↓↓↓

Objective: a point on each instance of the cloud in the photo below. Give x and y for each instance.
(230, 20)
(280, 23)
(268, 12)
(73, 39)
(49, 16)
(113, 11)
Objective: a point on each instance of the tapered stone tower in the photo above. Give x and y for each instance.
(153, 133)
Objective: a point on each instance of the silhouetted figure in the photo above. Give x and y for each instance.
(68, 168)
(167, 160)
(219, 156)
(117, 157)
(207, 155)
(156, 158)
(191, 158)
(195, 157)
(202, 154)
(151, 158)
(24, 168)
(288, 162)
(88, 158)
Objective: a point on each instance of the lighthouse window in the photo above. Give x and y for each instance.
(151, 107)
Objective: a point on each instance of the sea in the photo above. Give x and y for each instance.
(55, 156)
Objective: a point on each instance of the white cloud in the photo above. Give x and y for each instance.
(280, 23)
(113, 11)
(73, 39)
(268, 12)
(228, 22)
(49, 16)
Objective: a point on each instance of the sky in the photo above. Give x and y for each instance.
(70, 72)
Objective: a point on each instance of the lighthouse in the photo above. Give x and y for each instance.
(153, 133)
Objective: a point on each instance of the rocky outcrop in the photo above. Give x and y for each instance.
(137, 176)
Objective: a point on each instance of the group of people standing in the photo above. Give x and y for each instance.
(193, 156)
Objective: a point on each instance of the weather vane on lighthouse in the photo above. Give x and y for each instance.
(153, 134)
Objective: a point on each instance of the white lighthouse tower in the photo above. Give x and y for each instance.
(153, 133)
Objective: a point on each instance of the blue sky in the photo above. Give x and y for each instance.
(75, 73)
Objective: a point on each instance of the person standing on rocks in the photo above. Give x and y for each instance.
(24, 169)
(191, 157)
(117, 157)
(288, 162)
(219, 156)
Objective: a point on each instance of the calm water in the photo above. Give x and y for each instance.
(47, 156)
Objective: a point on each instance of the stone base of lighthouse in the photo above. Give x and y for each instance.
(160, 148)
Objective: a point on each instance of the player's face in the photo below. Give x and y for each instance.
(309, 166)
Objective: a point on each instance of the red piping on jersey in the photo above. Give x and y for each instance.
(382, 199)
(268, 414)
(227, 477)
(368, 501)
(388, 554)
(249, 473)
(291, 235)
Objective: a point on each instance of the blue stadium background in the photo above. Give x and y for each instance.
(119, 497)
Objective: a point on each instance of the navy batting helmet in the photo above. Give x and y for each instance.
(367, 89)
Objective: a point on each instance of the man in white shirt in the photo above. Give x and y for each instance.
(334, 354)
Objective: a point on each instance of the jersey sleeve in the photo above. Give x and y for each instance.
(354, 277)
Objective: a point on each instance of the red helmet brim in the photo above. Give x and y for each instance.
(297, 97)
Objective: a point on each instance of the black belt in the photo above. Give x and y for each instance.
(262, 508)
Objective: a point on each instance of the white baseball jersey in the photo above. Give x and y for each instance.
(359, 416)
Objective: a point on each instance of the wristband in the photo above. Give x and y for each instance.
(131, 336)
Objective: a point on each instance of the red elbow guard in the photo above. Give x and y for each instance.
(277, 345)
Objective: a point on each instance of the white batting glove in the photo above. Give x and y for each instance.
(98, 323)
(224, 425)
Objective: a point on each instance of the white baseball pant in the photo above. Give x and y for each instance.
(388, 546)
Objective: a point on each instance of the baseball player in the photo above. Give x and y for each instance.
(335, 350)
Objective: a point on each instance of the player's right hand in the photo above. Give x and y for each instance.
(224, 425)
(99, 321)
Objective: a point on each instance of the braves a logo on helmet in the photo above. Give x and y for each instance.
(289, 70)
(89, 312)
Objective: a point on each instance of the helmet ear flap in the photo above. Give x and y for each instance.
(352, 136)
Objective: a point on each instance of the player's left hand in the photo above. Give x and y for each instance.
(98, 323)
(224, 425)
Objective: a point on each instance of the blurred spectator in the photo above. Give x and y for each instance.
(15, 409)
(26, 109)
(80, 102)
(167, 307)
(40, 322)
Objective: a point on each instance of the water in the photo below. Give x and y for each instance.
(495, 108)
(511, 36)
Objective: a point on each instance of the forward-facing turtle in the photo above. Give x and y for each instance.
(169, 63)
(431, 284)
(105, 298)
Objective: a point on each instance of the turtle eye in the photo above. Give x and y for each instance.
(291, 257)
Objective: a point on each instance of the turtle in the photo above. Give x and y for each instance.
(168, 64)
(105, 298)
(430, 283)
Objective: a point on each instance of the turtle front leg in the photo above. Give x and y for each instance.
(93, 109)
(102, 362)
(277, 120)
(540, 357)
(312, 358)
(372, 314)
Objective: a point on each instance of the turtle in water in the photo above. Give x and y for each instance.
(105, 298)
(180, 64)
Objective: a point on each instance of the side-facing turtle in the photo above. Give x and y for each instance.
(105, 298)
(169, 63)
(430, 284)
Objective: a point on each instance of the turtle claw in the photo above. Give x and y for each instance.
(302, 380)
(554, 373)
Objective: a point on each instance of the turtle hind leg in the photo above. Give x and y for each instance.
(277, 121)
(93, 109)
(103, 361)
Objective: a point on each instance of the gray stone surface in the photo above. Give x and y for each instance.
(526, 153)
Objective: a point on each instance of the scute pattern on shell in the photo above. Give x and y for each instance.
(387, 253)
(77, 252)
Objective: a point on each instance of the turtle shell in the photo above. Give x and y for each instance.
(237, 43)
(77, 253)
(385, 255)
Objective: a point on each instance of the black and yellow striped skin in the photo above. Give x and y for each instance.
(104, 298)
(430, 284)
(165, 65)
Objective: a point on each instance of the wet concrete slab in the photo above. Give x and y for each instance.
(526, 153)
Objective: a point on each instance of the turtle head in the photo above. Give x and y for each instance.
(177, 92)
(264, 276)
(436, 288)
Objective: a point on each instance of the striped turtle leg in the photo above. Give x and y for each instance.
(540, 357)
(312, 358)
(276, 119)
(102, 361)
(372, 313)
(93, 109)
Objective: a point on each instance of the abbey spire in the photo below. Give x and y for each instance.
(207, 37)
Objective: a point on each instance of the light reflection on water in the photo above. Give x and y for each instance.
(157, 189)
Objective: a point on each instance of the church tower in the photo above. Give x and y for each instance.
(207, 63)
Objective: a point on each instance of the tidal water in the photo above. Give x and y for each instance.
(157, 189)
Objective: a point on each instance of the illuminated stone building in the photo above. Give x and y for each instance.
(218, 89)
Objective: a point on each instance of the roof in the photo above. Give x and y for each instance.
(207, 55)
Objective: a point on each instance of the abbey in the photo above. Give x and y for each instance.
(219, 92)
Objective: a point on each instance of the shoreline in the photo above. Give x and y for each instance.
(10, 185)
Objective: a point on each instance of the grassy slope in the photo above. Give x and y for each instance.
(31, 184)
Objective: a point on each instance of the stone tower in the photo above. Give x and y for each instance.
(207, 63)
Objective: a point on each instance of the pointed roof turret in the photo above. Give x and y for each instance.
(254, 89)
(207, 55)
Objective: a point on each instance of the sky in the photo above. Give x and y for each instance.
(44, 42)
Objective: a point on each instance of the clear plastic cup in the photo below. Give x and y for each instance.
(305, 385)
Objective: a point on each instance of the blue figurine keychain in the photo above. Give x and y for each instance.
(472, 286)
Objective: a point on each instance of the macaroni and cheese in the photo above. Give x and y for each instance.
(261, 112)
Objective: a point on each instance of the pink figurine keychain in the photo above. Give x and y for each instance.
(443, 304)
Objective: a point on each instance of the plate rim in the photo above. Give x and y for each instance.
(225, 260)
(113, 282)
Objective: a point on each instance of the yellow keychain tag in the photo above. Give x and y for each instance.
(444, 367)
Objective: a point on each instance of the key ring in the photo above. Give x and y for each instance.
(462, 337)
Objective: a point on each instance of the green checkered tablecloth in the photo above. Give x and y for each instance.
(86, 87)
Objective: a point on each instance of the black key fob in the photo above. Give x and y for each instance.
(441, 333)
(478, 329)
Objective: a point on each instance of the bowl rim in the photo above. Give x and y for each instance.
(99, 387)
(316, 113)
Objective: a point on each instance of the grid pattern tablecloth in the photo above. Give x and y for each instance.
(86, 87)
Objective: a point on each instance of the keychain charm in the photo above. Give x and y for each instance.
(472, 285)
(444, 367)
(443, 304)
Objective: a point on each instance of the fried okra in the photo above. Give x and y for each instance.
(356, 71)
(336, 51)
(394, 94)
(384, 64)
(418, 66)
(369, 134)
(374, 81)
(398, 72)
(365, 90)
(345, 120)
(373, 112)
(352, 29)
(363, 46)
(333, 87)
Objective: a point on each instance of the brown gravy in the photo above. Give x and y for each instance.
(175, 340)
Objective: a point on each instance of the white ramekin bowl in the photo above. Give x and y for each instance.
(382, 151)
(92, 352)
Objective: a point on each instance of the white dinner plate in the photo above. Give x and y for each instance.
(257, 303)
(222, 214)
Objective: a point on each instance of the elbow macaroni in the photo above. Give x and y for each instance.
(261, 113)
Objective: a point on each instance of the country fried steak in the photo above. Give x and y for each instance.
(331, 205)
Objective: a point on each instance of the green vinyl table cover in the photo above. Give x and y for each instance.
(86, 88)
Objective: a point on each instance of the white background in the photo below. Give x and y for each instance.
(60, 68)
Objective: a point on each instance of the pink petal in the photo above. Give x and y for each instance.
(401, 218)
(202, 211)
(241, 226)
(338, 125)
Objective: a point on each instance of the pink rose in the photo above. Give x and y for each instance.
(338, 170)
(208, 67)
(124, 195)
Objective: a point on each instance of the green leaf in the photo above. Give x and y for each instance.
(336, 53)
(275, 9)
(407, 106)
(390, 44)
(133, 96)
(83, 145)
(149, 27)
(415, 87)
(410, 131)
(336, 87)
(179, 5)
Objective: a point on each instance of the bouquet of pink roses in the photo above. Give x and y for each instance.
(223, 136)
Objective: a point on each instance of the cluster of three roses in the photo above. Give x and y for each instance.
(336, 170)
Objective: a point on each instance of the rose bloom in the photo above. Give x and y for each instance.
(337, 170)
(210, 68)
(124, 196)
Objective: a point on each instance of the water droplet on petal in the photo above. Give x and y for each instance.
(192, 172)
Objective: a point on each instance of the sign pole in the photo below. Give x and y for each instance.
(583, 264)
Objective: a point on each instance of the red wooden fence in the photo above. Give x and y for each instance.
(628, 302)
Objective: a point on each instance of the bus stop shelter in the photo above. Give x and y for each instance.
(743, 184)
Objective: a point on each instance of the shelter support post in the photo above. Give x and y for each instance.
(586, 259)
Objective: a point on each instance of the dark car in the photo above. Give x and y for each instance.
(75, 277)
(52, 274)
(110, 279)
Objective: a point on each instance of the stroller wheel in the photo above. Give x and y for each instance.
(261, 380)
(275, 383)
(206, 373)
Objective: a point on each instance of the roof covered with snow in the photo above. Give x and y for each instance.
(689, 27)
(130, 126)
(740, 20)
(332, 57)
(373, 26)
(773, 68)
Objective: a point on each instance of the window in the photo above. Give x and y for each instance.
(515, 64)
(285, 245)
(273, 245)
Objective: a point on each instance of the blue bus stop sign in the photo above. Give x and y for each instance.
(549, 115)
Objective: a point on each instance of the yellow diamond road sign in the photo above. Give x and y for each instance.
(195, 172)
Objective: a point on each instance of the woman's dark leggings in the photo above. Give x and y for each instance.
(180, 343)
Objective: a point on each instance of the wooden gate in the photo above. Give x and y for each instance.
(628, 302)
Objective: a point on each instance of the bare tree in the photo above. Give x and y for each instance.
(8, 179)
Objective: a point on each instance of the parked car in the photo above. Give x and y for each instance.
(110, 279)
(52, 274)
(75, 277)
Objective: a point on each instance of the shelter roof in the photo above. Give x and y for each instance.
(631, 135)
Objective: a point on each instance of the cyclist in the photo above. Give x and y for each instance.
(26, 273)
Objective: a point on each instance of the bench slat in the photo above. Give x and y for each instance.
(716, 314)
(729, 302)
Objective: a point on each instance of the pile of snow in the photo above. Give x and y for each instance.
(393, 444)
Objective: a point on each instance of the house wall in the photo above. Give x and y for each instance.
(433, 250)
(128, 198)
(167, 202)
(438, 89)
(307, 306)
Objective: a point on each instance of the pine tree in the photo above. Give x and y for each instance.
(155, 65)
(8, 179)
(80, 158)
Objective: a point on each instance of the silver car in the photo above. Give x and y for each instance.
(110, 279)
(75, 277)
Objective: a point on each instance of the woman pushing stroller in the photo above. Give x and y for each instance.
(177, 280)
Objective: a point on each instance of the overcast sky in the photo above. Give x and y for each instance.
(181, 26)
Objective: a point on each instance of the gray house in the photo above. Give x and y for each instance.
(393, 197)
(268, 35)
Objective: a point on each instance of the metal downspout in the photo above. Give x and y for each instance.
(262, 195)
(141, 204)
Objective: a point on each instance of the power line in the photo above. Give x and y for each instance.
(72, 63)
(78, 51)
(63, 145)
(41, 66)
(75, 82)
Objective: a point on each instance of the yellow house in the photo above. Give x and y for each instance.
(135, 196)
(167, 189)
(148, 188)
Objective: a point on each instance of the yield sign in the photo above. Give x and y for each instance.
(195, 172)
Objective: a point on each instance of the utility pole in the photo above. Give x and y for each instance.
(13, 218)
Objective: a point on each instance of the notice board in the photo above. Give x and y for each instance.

↑↑↑

> _BRIEF_:
Beginning with the line containing "Objective: a point on each instance of the power", repeat each line of the listing above, exactly, through the last one, and stop there.

> _OUTPUT_:
Objective: a point on each instance of the power line in the photo above. Give x and y for each instance.
(72, 63)
(78, 51)
(63, 145)
(41, 66)
(75, 82)
Objective: a point on each instance of the yellow house in the photo above. Give x and y for each instance.
(135, 196)
(167, 189)
(148, 188)
Objective: a point on each instance of the yield sign in the photo above. Give x and y for each instance.
(195, 172)
Objective: a point on each instance of the utility pole in the photo above. Give x and y for each instance.
(13, 218)
Objective: a point on each instance of the notice board in the photo above. Give x and y for each instance.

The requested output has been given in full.